* Exercise directions:
Please give again, word for word, the line that contains "Might I trouble you for the coordinates of the muddy" and every line after it to the end of the data, with no other lines.

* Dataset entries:
+--
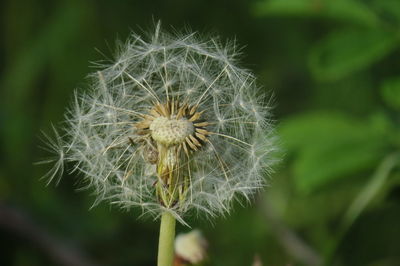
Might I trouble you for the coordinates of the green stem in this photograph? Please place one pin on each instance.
(166, 240)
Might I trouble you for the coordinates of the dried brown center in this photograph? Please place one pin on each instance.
(171, 131)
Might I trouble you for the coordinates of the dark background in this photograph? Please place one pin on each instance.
(334, 68)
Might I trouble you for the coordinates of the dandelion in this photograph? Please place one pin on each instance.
(173, 126)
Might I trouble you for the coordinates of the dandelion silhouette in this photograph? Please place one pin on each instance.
(172, 125)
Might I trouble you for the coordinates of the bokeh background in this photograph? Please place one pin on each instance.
(334, 69)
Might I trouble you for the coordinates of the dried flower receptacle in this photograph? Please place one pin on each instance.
(172, 131)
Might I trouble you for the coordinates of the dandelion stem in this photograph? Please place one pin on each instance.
(166, 240)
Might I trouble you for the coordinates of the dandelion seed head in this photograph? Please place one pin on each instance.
(171, 124)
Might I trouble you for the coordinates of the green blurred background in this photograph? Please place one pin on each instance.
(334, 68)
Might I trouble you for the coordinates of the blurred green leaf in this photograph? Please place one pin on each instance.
(390, 91)
(371, 189)
(329, 146)
(344, 52)
(389, 10)
(347, 10)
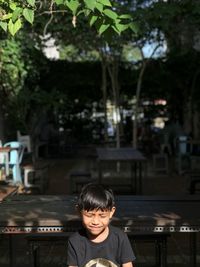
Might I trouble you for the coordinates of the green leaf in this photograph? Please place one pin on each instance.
(105, 2)
(121, 27)
(16, 14)
(73, 5)
(28, 14)
(6, 16)
(13, 6)
(125, 16)
(133, 27)
(90, 4)
(111, 14)
(115, 29)
(93, 19)
(59, 2)
(4, 25)
(14, 27)
(99, 6)
(103, 28)
(31, 2)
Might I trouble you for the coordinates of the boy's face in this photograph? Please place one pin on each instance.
(96, 221)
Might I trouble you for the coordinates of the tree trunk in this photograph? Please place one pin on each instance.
(113, 71)
(104, 91)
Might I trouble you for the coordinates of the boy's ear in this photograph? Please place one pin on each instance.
(77, 209)
(112, 212)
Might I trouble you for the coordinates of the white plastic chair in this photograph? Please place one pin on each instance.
(16, 156)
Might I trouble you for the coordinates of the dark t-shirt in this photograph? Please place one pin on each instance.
(113, 251)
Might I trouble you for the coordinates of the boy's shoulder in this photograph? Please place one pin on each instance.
(116, 230)
(77, 235)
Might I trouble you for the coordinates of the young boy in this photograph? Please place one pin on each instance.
(98, 244)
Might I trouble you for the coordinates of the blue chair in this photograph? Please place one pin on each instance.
(16, 156)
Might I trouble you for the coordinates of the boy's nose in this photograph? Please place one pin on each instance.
(95, 220)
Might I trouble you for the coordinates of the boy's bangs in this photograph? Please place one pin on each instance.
(91, 203)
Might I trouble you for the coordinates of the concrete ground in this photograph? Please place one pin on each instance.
(155, 183)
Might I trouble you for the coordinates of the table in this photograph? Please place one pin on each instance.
(4, 151)
(49, 214)
(129, 155)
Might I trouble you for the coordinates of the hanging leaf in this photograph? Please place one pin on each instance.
(111, 14)
(59, 2)
(133, 27)
(4, 25)
(116, 30)
(93, 20)
(73, 5)
(14, 27)
(31, 2)
(121, 27)
(125, 16)
(6, 16)
(28, 15)
(16, 14)
(90, 4)
(103, 28)
(13, 6)
(105, 2)
(99, 6)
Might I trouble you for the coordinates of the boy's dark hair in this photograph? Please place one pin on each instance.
(95, 196)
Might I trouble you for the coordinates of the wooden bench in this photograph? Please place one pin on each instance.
(158, 239)
(36, 241)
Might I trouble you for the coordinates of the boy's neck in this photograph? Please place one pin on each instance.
(99, 238)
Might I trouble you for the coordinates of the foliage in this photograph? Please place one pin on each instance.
(100, 13)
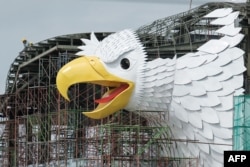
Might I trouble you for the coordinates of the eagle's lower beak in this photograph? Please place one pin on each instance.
(91, 70)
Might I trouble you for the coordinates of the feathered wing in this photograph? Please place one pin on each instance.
(205, 83)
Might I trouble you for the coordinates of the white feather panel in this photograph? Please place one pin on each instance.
(226, 119)
(220, 132)
(209, 115)
(202, 143)
(196, 73)
(211, 69)
(223, 12)
(194, 118)
(233, 41)
(190, 103)
(230, 30)
(180, 112)
(229, 19)
(180, 90)
(206, 131)
(226, 103)
(182, 77)
(213, 46)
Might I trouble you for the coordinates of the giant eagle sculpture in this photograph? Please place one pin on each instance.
(195, 91)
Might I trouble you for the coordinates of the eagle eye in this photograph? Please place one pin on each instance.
(125, 64)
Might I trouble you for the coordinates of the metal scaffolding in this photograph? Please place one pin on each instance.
(40, 128)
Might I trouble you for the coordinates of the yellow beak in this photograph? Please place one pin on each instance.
(91, 70)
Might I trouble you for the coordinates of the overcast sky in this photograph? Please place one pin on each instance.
(40, 20)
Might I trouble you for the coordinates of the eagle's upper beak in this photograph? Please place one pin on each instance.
(91, 70)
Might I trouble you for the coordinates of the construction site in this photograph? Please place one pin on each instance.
(40, 128)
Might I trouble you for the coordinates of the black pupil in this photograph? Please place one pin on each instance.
(125, 63)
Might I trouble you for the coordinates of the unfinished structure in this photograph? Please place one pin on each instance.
(40, 128)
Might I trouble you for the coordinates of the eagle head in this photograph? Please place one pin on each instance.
(117, 62)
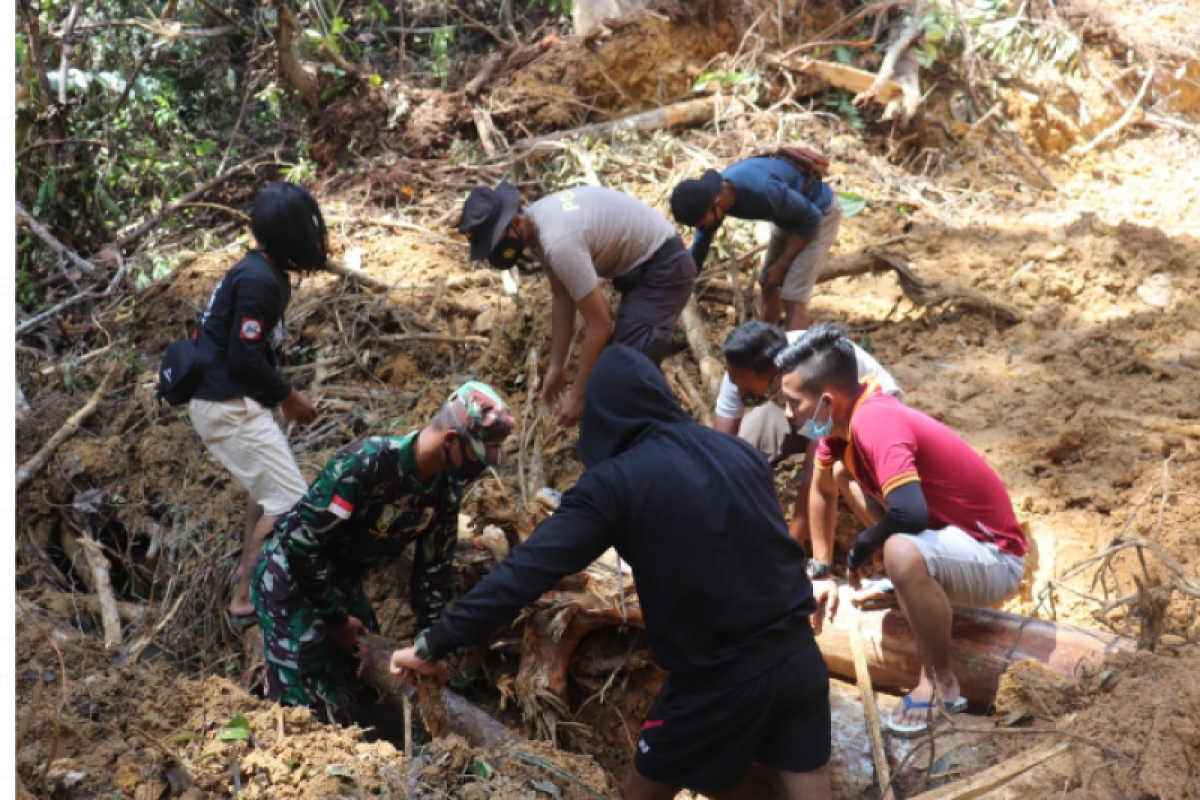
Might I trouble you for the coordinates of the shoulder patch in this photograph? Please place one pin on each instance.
(341, 507)
(251, 329)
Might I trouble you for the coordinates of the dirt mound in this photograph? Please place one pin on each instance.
(90, 728)
(1147, 716)
(639, 62)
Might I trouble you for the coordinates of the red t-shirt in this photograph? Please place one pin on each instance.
(892, 444)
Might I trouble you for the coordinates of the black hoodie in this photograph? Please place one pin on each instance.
(694, 512)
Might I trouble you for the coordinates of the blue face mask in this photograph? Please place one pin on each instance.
(814, 429)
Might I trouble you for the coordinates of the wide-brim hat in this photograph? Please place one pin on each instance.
(485, 215)
(691, 199)
(485, 419)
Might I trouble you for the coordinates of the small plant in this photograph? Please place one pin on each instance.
(839, 100)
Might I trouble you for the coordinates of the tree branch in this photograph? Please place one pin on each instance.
(34, 29)
(67, 47)
(54, 244)
(142, 61)
(69, 429)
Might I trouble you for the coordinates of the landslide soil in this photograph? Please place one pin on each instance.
(1086, 408)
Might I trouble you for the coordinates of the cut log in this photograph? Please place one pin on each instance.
(984, 642)
(711, 368)
(844, 77)
(465, 719)
(1000, 775)
(693, 112)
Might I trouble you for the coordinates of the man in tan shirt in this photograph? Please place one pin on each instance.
(582, 235)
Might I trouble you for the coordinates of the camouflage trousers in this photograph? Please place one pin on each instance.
(304, 666)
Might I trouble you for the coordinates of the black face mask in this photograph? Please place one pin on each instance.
(467, 470)
(508, 251)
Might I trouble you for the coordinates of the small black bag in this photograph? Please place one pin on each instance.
(181, 371)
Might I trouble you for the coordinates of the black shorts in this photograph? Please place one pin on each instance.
(706, 739)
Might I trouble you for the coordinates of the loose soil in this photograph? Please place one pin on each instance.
(1086, 409)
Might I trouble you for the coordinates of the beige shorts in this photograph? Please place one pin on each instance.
(246, 439)
(972, 572)
(805, 268)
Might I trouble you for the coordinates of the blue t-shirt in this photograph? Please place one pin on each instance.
(773, 190)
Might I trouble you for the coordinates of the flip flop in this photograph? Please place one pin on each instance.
(239, 621)
(909, 731)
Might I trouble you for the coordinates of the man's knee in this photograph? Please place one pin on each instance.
(904, 560)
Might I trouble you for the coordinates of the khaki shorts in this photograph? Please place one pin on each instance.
(771, 432)
(246, 439)
(805, 268)
(972, 572)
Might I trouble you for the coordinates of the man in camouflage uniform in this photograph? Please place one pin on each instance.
(370, 501)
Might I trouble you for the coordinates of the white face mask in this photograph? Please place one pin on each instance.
(814, 429)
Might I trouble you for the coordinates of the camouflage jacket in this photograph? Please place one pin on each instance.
(369, 504)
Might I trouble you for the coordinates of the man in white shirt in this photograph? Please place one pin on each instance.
(751, 382)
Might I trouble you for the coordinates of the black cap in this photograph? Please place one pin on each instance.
(691, 199)
(485, 215)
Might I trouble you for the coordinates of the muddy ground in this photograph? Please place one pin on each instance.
(1087, 408)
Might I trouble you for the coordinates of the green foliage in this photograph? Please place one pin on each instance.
(237, 729)
(839, 100)
(731, 78)
(852, 204)
(1002, 34)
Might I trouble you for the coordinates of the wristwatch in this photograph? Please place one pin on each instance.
(420, 649)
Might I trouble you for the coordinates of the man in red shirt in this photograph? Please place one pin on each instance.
(948, 531)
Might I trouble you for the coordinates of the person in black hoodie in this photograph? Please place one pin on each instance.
(727, 605)
(232, 405)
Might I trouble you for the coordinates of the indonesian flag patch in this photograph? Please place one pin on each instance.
(341, 507)
(251, 329)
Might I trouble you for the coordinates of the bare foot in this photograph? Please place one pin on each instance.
(924, 693)
(241, 608)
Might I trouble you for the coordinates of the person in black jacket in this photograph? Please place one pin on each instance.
(727, 605)
(232, 405)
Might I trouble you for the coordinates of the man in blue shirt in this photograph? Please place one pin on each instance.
(802, 209)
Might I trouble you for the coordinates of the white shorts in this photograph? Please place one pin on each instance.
(807, 266)
(246, 439)
(972, 572)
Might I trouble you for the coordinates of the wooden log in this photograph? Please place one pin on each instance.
(997, 776)
(711, 368)
(465, 719)
(109, 614)
(984, 642)
(870, 710)
(66, 605)
(693, 112)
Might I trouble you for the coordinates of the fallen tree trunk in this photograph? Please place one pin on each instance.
(70, 427)
(919, 290)
(465, 719)
(693, 112)
(984, 642)
(711, 368)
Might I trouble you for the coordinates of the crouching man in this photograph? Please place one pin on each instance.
(947, 531)
(371, 500)
(727, 606)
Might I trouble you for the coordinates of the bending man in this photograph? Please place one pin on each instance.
+--
* Response box:
Might I trouble you for the coordinates of the muddy ground in this photograph? Please place one pin on each instance.
(1087, 408)
Might I trouble you for the coordinates of the green foliage in this photograph? Please place one pin on each instance.
(237, 729)
(839, 100)
(731, 78)
(852, 204)
(1002, 34)
Might I trouble you for the coordinates of the wristwatch in this photograph? Please place one pin on each instance.
(420, 649)
Might I trouble you for the coordinates of the man in red shirt in this photograph? Please place one pin on each instance.
(948, 531)
Might I trouble you for the coordinates of the person in black hoodie in this photograph? Please place one pin on each instance.
(727, 605)
(232, 405)
Might I trouble you for the coordinates of the indonesian flag patch in this photograph? Please place one pin on each instance.
(341, 507)
(251, 329)
Might I trouble you for the coordinates of the bare foot in this photograph? Please place one pin on each instance.
(924, 693)
(241, 608)
Might I trouble you for the coordinates of the person in black jacket in this photograph? Please place one pin on each instance.
(727, 605)
(232, 405)
Might I trouble you for the coordinates of the man in blue shirt in this photograph? Please place one pin on each instance.
(802, 209)
Might I trouble you for the coordinates of the white shorts in this photograph? Please place one pin on each instance.
(807, 266)
(246, 439)
(972, 572)
Might I trouble you for the coordinates of the wooden log in this photograph? Please place one pin on each instance.
(997, 776)
(711, 368)
(465, 719)
(109, 614)
(984, 642)
(870, 710)
(66, 605)
(693, 112)
Might I trouble you for the coordinates of the fallen tree trunk in this photograph? Please place one pin on each instance.
(70, 427)
(919, 290)
(465, 719)
(693, 112)
(984, 642)
(711, 368)
Might I trouble you for the coordinates of the crouching man in this photograph? Please place one pin on each instance.
(947, 531)
(371, 500)
(727, 606)
Might I trouble you for the coordinates of the bending man in this photograph? Please place one pin on each instance.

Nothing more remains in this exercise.